-------- Materials provided --------

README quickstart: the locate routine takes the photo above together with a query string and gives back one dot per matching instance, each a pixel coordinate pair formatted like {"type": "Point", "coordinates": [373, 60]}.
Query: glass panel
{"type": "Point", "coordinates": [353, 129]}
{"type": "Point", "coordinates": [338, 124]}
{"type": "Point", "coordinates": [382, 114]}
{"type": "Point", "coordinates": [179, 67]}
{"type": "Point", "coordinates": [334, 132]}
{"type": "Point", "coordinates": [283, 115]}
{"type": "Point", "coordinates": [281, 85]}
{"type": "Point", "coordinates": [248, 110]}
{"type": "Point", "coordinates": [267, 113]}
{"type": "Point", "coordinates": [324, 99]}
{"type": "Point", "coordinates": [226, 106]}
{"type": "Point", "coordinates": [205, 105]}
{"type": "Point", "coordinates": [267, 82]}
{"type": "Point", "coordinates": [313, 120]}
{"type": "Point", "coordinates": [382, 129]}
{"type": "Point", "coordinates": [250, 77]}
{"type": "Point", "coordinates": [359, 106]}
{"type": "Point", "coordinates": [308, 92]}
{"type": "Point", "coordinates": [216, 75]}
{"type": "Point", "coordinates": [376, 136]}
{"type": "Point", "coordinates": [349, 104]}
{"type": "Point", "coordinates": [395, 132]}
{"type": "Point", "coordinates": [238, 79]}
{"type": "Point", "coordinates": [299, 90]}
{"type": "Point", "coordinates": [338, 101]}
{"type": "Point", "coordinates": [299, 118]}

--------

Task instructions:
In full, transcribe each entry of the material exactly.

Task output:
README quickstart: the locate routine takes the photo above together with a query string and gives back one dot per matching instance, each a pixel coordinate pair formatted like {"type": "Point", "coordinates": [373, 60]}.
Query: glass panel
{"type": "Point", "coordinates": [353, 129]}
{"type": "Point", "coordinates": [338, 124]}
{"type": "Point", "coordinates": [382, 114]}
{"type": "Point", "coordinates": [179, 67]}
{"type": "Point", "coordinates": [334, 132]}
{"type": "Point", "coordinates": [283, 115]}
{"type": "Point", "coordinates": [281, 85]}
{"type": "Point", "coordinates": [248, 110]}
{"type": "Point", "coordinates": [267, 113]}
{"type": "Point", "coordinates": [324, 99]}
{"type": "Point", "coordinates": [226, 106]}
{"type": "Point", "coordinates": [205, 105]}
{"type": "Point", "coordinates": [267, 82]}
{"type": "Point", "coordinates": [313, 120]}
{"type": "Point", "coordinates": [382, 129]}
{"type": "Point", "coordinates": [250, 77]}
{"type": "Point", "coordinates": [359, 106]}
{"type": "Point", "coordinates": [308, 92]}
{"type": "Point", "coordinates": [216, 75]}
{"type": "Point", "coordinates": [376, 136]}
{"type": "Point", "coordinates": [349, 104]}
{"type": "Point", "coordinates": [395, 132]}
{"type": "Point", "coordinates": [238, 79]}
{"type": "Point", "coordinates": [299, 90]}
{"type": "Point", "coordinates": [338, 101]}
{"type": "Point", "coordinates": [299, 118]}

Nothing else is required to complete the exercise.